-- What the task asks --
Each record is to be printed again precisely as it reads.

-- Supplied information --
________

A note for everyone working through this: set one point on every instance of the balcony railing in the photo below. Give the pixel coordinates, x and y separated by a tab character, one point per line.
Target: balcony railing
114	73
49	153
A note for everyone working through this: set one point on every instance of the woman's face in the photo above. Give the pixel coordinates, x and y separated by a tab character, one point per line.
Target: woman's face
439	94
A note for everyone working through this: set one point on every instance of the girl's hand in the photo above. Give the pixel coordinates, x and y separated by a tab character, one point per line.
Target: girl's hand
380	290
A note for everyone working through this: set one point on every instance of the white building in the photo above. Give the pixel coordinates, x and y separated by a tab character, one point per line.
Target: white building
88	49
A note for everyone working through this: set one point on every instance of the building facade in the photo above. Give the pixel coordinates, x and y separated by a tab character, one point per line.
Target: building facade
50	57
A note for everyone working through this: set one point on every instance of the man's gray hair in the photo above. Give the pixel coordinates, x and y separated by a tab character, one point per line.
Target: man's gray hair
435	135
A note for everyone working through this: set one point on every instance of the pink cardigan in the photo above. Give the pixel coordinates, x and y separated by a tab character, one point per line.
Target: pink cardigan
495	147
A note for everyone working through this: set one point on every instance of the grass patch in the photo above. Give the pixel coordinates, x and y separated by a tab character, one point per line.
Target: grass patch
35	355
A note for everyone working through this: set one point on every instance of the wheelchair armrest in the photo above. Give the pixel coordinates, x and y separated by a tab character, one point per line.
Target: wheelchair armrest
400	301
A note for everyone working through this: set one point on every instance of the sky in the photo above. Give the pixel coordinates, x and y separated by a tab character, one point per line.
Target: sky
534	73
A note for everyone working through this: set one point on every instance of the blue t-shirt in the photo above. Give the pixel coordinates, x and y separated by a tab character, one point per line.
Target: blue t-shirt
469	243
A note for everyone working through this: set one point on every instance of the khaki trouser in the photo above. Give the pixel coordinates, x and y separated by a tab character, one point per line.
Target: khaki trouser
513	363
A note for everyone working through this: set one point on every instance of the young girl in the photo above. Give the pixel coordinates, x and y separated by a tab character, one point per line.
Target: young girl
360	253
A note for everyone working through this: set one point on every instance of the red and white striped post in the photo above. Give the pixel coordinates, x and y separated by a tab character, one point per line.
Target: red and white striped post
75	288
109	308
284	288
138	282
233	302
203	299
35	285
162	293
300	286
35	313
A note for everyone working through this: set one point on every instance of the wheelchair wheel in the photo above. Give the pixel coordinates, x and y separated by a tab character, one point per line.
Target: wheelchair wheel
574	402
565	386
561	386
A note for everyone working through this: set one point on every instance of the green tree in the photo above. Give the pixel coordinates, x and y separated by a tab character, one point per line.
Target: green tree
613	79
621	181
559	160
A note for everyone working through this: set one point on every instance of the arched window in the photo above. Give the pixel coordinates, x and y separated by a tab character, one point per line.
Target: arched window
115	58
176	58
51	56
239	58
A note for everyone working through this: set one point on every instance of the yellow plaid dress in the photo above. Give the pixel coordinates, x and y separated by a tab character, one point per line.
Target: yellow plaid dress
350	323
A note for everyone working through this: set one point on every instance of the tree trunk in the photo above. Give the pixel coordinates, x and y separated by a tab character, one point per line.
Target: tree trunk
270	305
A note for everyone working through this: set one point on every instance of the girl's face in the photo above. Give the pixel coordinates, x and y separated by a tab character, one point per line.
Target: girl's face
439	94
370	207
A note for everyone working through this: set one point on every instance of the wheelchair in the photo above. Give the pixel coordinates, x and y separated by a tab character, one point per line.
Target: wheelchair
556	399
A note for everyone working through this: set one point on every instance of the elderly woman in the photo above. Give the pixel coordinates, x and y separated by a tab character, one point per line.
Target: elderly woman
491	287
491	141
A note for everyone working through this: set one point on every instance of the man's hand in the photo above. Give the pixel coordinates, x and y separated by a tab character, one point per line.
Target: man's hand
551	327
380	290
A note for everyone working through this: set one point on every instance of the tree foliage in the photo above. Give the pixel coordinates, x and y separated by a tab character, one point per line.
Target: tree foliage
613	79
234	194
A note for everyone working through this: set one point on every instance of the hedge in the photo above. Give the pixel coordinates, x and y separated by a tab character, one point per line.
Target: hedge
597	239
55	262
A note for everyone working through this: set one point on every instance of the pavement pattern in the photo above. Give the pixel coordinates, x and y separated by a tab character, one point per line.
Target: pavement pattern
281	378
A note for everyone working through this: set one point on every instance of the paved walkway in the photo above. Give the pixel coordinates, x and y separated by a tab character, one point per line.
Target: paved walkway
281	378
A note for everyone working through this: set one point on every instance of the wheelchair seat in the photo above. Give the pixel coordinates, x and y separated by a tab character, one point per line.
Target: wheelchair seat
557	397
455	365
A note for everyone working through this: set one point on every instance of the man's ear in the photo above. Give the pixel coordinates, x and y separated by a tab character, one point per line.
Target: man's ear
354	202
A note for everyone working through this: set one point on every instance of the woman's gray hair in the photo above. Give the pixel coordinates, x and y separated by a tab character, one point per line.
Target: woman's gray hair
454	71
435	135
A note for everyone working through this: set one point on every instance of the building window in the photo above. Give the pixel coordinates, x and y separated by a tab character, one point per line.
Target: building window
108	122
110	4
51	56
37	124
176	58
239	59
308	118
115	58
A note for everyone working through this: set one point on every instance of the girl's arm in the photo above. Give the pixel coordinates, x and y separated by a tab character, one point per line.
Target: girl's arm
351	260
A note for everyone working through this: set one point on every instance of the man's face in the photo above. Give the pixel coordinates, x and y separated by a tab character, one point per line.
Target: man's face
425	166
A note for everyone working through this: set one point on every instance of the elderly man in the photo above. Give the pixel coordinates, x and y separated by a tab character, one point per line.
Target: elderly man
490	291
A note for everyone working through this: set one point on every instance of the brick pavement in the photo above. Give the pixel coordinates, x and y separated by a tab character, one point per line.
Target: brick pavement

________

-- Answer to this task --
A note for everyone working through this: set one point on every instance of the balcony railing in the photo below. Give the pixel coordinates, x and y separated by a tab character, one point per line.
Target: balcony railing
114	73
49	153
A note for everyone working through this: set one point on every instance of the woman's face in the photo above. Give the pixel coordinates, x and y separated by a tab character, one point per line.
Target: woman's face
439	94
A note for everyone working through this: set one point on every instance of the girl's hand in the photo above. Give the pixel coordinates, x and y separated by a tab character, one point per line.
Target: girl's hand
380	290
A note for everyone working through this: set one point on every instance of the white building in the photo above. Give the pixel coordinates, x and y separated by a tab character, one point per line.
Target: white building
88	49
A note for everyone working through this: set one point on every instance of the building facade in the photo above. Give the pixel coordinates, x and y separated by a tab character, one point per line.
Target: building facade
50	57
A note for everyone working through this: set one point on every instance of the man's gray hair in the photo above. Give the pixel coordinates, x and y separated by a tab character, one point per line.
Target: man's gray hair
435	135
A note for everyone working through this: set one point on every instance of the pink cardigan in the photo above. Give the pixel coordinates, x and y separated by a tab character, one point per line.
Target: pink cardigan
495	147
A note for everyone working through this: set one point on every instance of the grass patch in the photo above. Give the pixel coordinates, x and y separated by a tab character, one point per line.
Target: grass patch
35	355
A note for everyone working through this: set one point on every instance of the wheelchair armrest in the photo above. Give the pixel coordinates, x and y separated by a tab character, one point per line.
Target: wheelchair armrest
400	301
A note for everyone working through this: set one point on every instance of the sky in the photo above. Give the pixel coordinates, x and y separated by a tab character, one point per line.
Target: sky
534	73
A note for everyone working through this: set one point on every instance of the blue t-shirt in the photo above. Give the pixel coordinates, x and y separated by a tab character, one point per line.
Target: blue t-shirt
469	243
A note for everyone working through this: set one point on every instance of the khaki trouser in the photo above. Give the pixel coordinates, x and y separated by a tab character, one point per line.
Target: khaki trouser
513	363
A note for everyone working through this: set one point on every instance of the young girl in the photo above. Give the pixel coordinates, x and y separated by a tab character, one point per line.
Target: young girl
360	253
A note for everyone working through this: set one point on every instance of the red and white striped post in the photo above. Give the pixel coordinates, x and y separated by a tab character, one point per line.
Target: red and white striped post
75	288
109	308
284	288
138	282
233	302
203	299
35	285
162	293
300	286
35	313
A note for everyone working through this: set one point on every instance of the wheelchair wheel in the photo above. Give the pixel coordinates, x and y separated by a tab character, one point per line.
Target: wheelchair wheel
574	402
565	386
561	386
A note for everyone working through this: set one point on every instance of the green tree in the photo above. Give the pixel coordinates, x and y separated by a tab character, one point per line.
Target: green tree
613	79
621	181
559	160
A note for everyone working through this: set one point on every instance of the arched window in the photo above. Give the pixel coordinates, x and y separated by a tab character, one point per line.
Target: arched window
115	58
176	58
51	56
239	58
A note for everyone working through this: set one point on every instance of the yellow plaid dress in the photo above. Give the pixel coordinates, x and y separated by a tab character, one point per line.
Target: yellow plaid dress
350	323
A note for everyone working through this: set one point on every instance of the tree trunk in the photo above. Give the pixel coordinates, x and y separated by a tab character, one point per line.
Target: tree trunk
270	305
A note for everyone working through this: set one point on every instance of the girl's face in the photo above. Give the pixel coordinates, x and y separated by a tab character, one point per line.
Target: girl's face
439	94
370	207
A note for everyone working through this: set one point on every instance of the wheelchair in the photo above. Give the pixel coordinates, x and y separated by a tab character, one point per line.
Target: wheelchair
556	399
A note for everyone working through this: set one point on every instance of the elderly woman in the photo above. Give the pixel coordinates, x and y separated by a tab character, one point per line.
Target: elderly woman
491	287
491	141
A note for everyone working through this: set one point on every instance of the man's hand in the photo above. Give the pixel coordinates, x and y separated by a tab character, one point per line.
Target: man's hand
551	327
380	290
A note for everyone working through this: set one point on every instance of the tree foliage in the photo above. Give the pixel coordinates, x and y separated by a tab character, one point per line.
Target: tree foliage
613	79
234	194
A note for everyone working through this: set one point on every instance of the hedge in the photo above. Give the pixel coordinates, x and y separated by a tab character, one point per line.
Target: hedge
597	239
55	262
A note for everyone working through this: set one point on every instance of the pavement pattern in the photo above. Give the pixel coordinates, x and y separated by a tab character, one point per line.
Target: pavement pattern
281	378
A note for everyone working through this: set one point on every instance of the paved walkway in the photo above. Give the pixel coordinates, x and y separated by a tab character, one point per line.
Target: paved walkway
281	378
A note for everyone working through this: set one point on every instance of the wheelchair seat in the photo above. Give the pixel coordinates, x and y separated by a tab character, one point per line.
Target: wheelchair seat
557	397
455	365
A note for everyone working through this: set one point on every instance of the man's ear in the photo above. Give the pixel coordinates, x and y separated by a tab character, one point per line.
Target: man's ear
354	202
A note for everyone working through this: set one point on every instance of the woman's gray hair in the photo above. Give the pixel coordinates, x and y separated by a tab character, one point per line.
Target: woman's gray hair
454	71
435	135
A note for everyone working through this: set one point on every instance of the building window in the photo above. Give the pixel coordinates, x and y separated by a tab character, one point per line.
Target: building window
108	122
110	4
51	56
37	124
176	58
239	59
308	118
115	58
A note for everyone working through this: set one point on every instance of the girl's arm in the photo above. Give the pixel coordinates, x and y separated by a tab character, one point per line.
Target: girl's arm
351	260
A note for everyone working through this: set one point on every instance of the man's face in the photo above. Give the pixel coordinates, x and y separated by a tab character, one point per line.
Target: man's face
425	166
A note for everyone working through this: set one point on every instance of the elderly man in the photo above. Give the pixel coordinates, x and y separated by a tab character, one point per line.
Target: elderly man
490	291
A note for everyone working through this: set one point on every instance of the brick pavement in the photo above. Give the pixel coordinates, x and y separated by a tab character, one point per line.
Target: brick pavement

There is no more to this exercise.